-- START Given data --

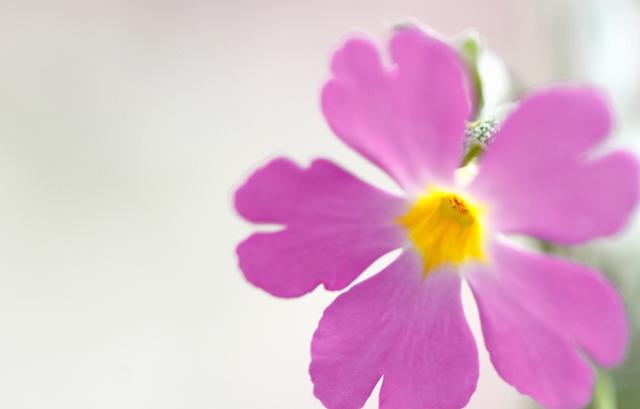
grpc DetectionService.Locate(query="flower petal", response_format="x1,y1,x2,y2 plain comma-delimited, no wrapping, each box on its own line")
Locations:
309,252,478,409
493,245,628,366
322,28,471,190
467,258,594,409
470,87,640,244
235,159,406,297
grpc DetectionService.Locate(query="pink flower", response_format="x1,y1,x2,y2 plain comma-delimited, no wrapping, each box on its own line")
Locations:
235,28,639,409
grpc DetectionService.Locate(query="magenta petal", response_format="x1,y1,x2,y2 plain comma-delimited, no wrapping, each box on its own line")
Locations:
470,87,640,244
468,262,594,409
493,245,628,366
322,28,471,189
235,159,406,297
310,252,478,409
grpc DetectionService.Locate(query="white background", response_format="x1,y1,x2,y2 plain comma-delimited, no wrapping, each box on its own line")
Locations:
0,0,636,409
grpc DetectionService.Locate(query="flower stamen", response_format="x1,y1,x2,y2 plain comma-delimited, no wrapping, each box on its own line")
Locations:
398,189,485,277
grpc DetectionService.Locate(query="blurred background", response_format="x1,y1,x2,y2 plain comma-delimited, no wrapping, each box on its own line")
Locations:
0,0,640,409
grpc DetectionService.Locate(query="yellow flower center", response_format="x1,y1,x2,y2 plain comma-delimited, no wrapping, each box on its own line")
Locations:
398,189,485,277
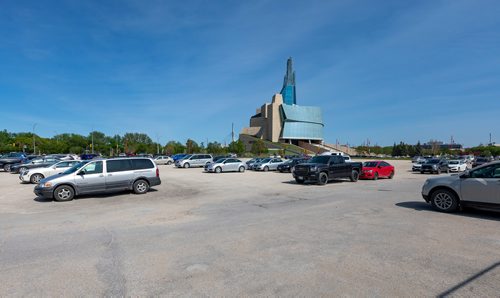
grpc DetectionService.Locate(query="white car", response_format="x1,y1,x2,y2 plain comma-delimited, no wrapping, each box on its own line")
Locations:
448,159,467,172
153,155,174,165
19,160,82,184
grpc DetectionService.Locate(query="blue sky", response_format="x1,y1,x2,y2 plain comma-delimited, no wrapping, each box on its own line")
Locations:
0,0,500,146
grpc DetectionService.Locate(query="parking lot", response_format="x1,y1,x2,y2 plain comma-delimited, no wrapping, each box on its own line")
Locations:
0,161,500,297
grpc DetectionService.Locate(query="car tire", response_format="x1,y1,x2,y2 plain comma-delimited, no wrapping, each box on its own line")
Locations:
431,189,458,213
30,173,45,184
318,172,328,185
54,185,75,202
349,170,359,182
133,179,149,195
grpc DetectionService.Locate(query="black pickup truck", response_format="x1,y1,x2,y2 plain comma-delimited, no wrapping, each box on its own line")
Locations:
293,155,363,185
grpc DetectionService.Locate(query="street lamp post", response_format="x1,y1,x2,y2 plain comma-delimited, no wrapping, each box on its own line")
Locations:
33,123,36,154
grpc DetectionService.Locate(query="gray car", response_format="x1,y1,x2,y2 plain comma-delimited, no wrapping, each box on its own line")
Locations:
422,161,500,212
205,158,246,173
34,157,161,201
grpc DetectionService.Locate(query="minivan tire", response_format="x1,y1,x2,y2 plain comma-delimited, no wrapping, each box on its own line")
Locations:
54,185,75,202
134,179,149,195
30,174,45,184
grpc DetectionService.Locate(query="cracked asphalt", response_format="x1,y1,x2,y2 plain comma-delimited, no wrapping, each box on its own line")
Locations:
0,161,500,297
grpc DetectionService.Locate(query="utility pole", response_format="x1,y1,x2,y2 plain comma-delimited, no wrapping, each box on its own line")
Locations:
33,123,36,154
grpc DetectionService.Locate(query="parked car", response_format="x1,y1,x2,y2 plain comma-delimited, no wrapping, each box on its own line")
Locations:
34,157,161,201
175,154,213,168
0,152,26,172
154,155,174,165
292,155,363,185
422,161,500,212
448,159,467,172
359,160,395,180
472,156,491,168
19,160,84,184
10,157,60,174
253,158,283,172
277,158,307,173
420,158,450,174
205,158,246,173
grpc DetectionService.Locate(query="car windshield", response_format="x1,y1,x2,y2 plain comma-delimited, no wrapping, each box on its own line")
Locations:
63,161,88,174
363,161,378,168
309,155,330,164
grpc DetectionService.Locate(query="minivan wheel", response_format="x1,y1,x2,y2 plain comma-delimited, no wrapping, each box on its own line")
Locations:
350,170,359,182
431,189,458,212
318,172,328,185
134,180,149,194
30,174,44,184
54,185,75,202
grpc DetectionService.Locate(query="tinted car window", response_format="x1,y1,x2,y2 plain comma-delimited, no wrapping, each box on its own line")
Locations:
131,159,154,170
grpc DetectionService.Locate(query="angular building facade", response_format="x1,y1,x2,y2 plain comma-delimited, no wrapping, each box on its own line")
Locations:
241,58,324,144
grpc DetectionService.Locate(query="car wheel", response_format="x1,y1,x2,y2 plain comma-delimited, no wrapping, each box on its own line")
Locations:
350,170,359,182
134,179,149,194
318,172,328,185
431,189,458,212
30,174,44,184
54,185,75,202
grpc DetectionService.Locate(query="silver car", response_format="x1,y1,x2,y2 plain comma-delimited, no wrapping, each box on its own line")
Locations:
422,161,500,212
254,158,284,172
175,154,212,168
205,158,246,173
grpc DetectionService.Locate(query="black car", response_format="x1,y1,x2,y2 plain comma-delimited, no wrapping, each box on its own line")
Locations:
10,157,61,174
420,158,450,174
278,158,307,173
0,152,26,172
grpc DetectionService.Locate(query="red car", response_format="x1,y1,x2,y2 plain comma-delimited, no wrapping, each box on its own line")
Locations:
359,160,394,180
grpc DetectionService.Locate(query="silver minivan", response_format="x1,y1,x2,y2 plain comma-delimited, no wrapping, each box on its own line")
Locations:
175,154,212,168
34,158,161,201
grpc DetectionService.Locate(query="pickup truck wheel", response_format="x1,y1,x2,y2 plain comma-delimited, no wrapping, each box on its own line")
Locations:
431,189,458,213
54,185,75,202
134,179,149,195
295,178,304,184
318,172,328,185
30,174,44,184
350,170,359,182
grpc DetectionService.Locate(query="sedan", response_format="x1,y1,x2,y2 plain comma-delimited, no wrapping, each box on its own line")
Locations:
205,158,246,173
253,158,283,172
359,160,395,180
448,159,467,172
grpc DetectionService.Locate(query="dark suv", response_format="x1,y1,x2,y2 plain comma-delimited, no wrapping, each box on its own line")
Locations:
420,158,450,174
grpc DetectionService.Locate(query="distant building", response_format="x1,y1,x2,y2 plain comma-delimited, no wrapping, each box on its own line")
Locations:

-- END Given data --

# Problem to solve
Please print every one of the entries above again, word for word, but leave the pictures out.

# Correct result
grpc DetectionService.Locate(query="flower petal", response_format="x1,y1,x2,y2 plain comma-delimited, no wrapping, each box on its own line")
Locations:
309,252,478,409
493,245,628,366
322,28,471,190
467,258,594,409
470,87,640,244
235,159,406,297
grpc DetectionService.Locate(query="pink flower", response_format="x1,y1,x2,y2 plain comma-delimited, no wrapping, each box on its own line")
Locations:
235,28,639,409
grpc DetectionService.Locate(query="magenta petal", response_format="x1,y1,x2,y2 plain comma-delimited, no wrapping, each box on its own line")
Locations:
470,87,640,244
468,262,594,409
493,245,628,366
322,28,471,189
235,159,406,297
310,252,478,409
grpc DetectionService.Locate(query="white background", response_format="x1,y1,x2,y2 plain comma-delimited, no wrapping, each box on its own line")
Locations:
0,0,636,409
grpc DetectionService.Locate(query="flower stamen", response_format="x1,y1,x2,y2 plain comma-delimited, no wrapping, each box on its own line")
Locations:
398,189,485,277
grpc DetectionService.Locate(query="blurred background", response_format="x1,y1,x2,y2 plain comma-delimited, no wrapping, each box on its own line")
Locations:
0,0,640,409
grpc DetectionService.Locate(query="yellow flower center", response_format="x1,y1,x2,y2 plain comma-delimited, no wrapping, each box on its own line")
Locations:
398,189,485,277
grpc DetectionService.Locate(query="white car", response_format="x1,y1,x2,y2 plain comma-delimited, no wrapping, each box on its own line")
Locations:
448,159,467,172
153,155,174,165
19,160,82,184
grpc DetectionService.Locate(query="blue sky", response_format="x1,y1,x2,y2 plain comma-delimited, no wrapping, each box on its own line")
Locations:
0,0,500,146
grpc DetectionService.Locate(query="parking lot", response_format="x1,y1,x2,y2 plain comma-delimited, no wrapping, each box on its own line")
Locations:
0,161,500,297
grpc DetectionService.Locate(query="car tire", response_format="x1,y1,x2,y2 plain comma-delimited, no wrapping, each box on its own line")
Locations:
431,189,458,213
30,173,45,184
318,172,328,185
54,185,75,202
349,170,359,182
133,179,149,195
grpc DetectionService.Locate(query="black pickup truck", response_format="x1,y1,x2,y2 plain comma-delimited, no wrapping, each box on its own line")
Locations:
293,155,363,185
grpc DetectionService.Locate(query="street lamp post", response_format="x1,y1,x2,y2 plain comma-delimited, no wrapping, each box on its own line")
Locations:
33,123,36,154
grpc DetectionService.Locate(query="gray car", response_format="x1,y1,x2,y2 plain comma-delimited, no wrapping, each box on its own line")
Locations:
422,161,500,212
205,158,246,173
34,157,161,201
grpc DetectionService.Locate(query="minivan tire", response_format="x1,y1,x2,y2 plain comma-delimited, no wrapping, each box on its own line")
Locations:
54,185,75,202
134,179,149,195
30,174,45,184
grpc DetectionService.Locate(query="cracked asphalt", response_format="x1,y1,x2,y2 plain comma-delimited, no wrapping, each box on its own line")
Locations:
0,161,500,297
grpc DetectionService.Locate(query="utility pole", response_format="x1,y1,x2,y2 plain comma-delimited, no wrapping, each box on its own line")
Locations:
33,123,36,154
grpc DetectionService.Locate(query="parked car", response_format="x1,y1,x2,y2 plain comma-delimited, no wrapping, each box on its own line")
Locations:
34,157,161,201
175,154,213,168
0,152,26,172
154,155,174,165
292,155,363,185
422,161,500,212
448,159,467,172
359,160,395,180
472,156,491,168
19,160,84,184
10,157,60,174
253,158,283,172
277,158,307,173
420,158,450,174
205,158,246,173
grpc DetectionService.Locate(query="car windshield", response_format="x1,y1,x2,y2 plain comma-delimited, no wrapping, each box on its own line")
Locations:
63,161,88,174
363,161,378,168
309,155,330,164
grpc DetectionService.Locate(query="minivan wheel", response_format="x1,y1,x2,y2 plain comma-delimited, no wrapping, each box on its own line")
Locations:
350,170,359,182
431,189,458,212
318,172,328,185
134,180,149,194
30,174,44,184
54,185,75,202
grpc DetectionService.Locate(query="tinted car window", response_format="x1,y1,x2,y2 plain comma-delimited, no wrapping, each box on its own line")
Locations:
131,159,154,170
grpc DetectionService.Locate(query="angular building facade", response_format="x1,y1,x2,y2 plain comma-delimited, no wrapping, each box on its own line")
Locations:
241,58,324,144
grpc DetectionService.Locate(query="car wheel", response_format="x1,y1,x2,y2 plain comma-delimited, no wrapping, each box on its own line")
Locations:
350,170,359,182
134,179,149,194
318,172,328,185
431,189,458,212
30,174,44,184
54,185,75,202
grpc DetectionService.Locate(query="silver car", response_format="x1,y1,x2,y2 plain comma-delimited, no wrapping, each box on its own line")
Locations:
422,161,500,212
254,158,284,172
175,154,212,168
205,158,246,173
grpc DetectionService.Locate(query="black car", response_format="x1,y1,x2,y2 plain comma-delimited, no wrapping, each box on its own line")
Locations:
10,157,61,174
420,158,450,174
278,158,307,173
0,152,26,172
grpc DetectionService.Locate(query="red car", response_format="x1,y1,x2,y2 plain comma-delimited, no wrapping, each box on its own line")
Locations:
359,160,394,180
grpc DetectionService.Locate(query="silver minivan", response_format="x1,y1,x2,y2 plain comma-delimited, no wrapping, each box on its own line")
Locations:
175,154,212,168
34,158,161,201
grpc DetectionService.Locate(query="pickup truck wheel", response_format="x1,y1,x2,y2 plain comma-delimited, no wrapping, each box on its own line")
Locations:
431,189,458,213
54,185,75,202
134,179,149,195
295,178,304,184
318,172,328,185
30,174,44,184
350,170,359,182
grpc DetectionService.Locate(query="sedan", response_format="x1,y1,x2,y2 plain comma-delimited, no wrapping, each box on its own line")
Locations:
205,158,246,173
253,158,283,172
359,160,395,180
448,159,467,172
grpc DetectionService.Locate(query="dark suv", response_format="x1,y1,x2,y2 plain comma-delimited, no wrapping, each box on its own line")
Locations:
420,158,450,174
grpc DetectionService.Locate(query="distant building", response_format="x1,y1,x2,y2 plain comma-delimited, no wrapping, each box on its own line")
Locations:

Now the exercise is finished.